▶ **The exercise**:
Reproduce, without any change, the items below from the line containing "241, 1020, 764]]." through the line containing "317, 554, 386]]", including both of those lines.

▶ **Stored data**:
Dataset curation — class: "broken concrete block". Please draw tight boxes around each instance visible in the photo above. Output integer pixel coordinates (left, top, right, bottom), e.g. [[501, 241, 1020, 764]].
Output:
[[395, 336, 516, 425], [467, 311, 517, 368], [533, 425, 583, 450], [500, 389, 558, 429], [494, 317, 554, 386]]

--

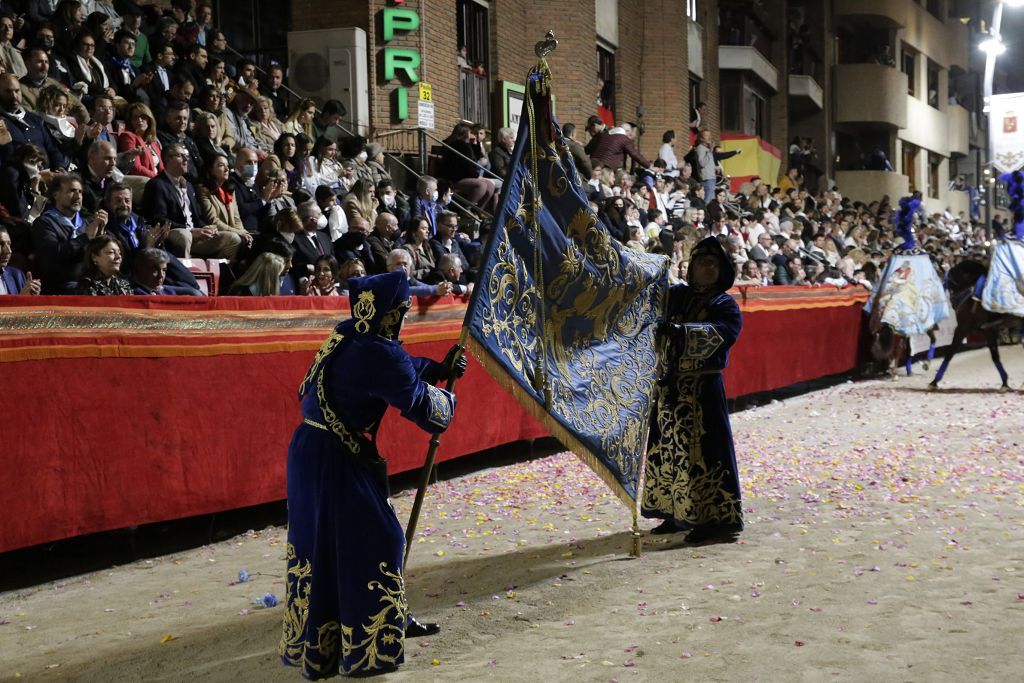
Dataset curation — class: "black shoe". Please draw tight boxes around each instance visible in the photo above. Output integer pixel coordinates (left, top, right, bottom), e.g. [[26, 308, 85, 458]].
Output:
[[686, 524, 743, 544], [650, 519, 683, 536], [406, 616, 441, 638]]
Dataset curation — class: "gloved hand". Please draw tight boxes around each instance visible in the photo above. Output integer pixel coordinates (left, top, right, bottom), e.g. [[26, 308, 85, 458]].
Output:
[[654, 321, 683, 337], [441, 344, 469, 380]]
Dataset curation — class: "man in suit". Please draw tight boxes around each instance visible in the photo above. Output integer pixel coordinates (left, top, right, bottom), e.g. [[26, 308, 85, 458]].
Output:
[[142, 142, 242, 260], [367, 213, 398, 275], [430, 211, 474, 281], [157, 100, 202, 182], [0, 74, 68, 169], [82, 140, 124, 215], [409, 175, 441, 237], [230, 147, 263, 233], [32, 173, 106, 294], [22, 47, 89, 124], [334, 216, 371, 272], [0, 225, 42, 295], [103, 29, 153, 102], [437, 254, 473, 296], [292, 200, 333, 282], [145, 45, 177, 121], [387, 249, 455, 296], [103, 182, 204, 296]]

▶ **Worked answer**:
Dataset curation — class: "broken concrete block". Please draw tight boxes around each instance visible in the photo above. Output integer pixel coordinates (left, top, right, bottom), e.g. [[501, 241, 1020, 764]].
Output:
[[395, 336, 516, 425], [467, 311, 517, 368], [533, 425, 583, 450], [500, 389, 558, 429], [494, 317, 554, 386]]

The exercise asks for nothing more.